Short exercise: Reproduce all of the data below, multiplying only the x and y coordinates of the answers by 0.45 and rounding each result to a whole number, with halves rounded up. Copy every other line unchanged, including the sample coordinates, and omit the images.

Records in a dataset
--- BEGIN ---

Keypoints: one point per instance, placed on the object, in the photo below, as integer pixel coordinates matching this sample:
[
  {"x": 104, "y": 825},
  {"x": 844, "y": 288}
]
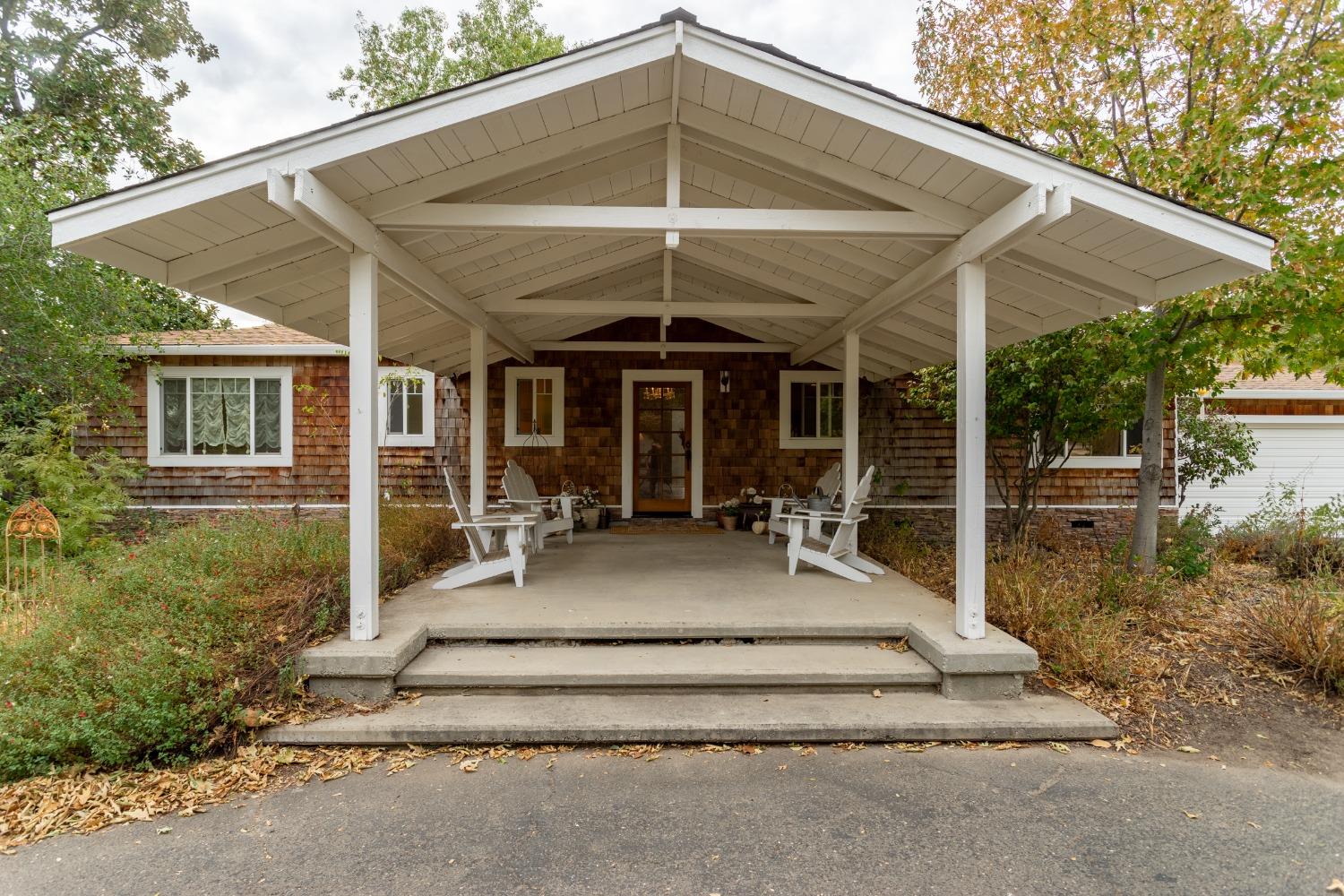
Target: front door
[{"x": 663, "y": 447}]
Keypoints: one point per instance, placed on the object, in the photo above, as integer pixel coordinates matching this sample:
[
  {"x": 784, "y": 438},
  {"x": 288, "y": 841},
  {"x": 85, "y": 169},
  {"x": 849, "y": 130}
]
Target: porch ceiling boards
[{"x": 739, "y": 126}]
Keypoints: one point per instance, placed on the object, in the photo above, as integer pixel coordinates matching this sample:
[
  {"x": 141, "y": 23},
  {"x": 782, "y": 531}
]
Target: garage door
[{"x": 1306, "y": 454}]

--- END ---

Right answer:
Keypoints: one point per instance, placed on the object, in the photo below, as integer pixel coordinates matching this sample:
[
  {"x": 104, "y": 825},
  {"x": 844, "y": 288}
]
Target: front door
[{"x": 298, "y": 201}]
Keypoints: one point per instance, placed on the object, in the photo above, as integer pixel coordinates matching this sample:
[
  {"x": 784, "y": 438},
  {"x": 288, "y": 841},
  {"x": 85, "y": 169},
  {"x": 849, "y": 130}
]
Target: porch ceiling boards
[{"x": 333, "y": 57}]
Keypoints: one point per instance, placed on the object, in the photo above, as integer pixel coordinates matching this sample:
[
  {"x": 141, "y": 23},
  {"x": 782, "y": 531}
]
Target: garage door
[{"x": 588, "y": 204}]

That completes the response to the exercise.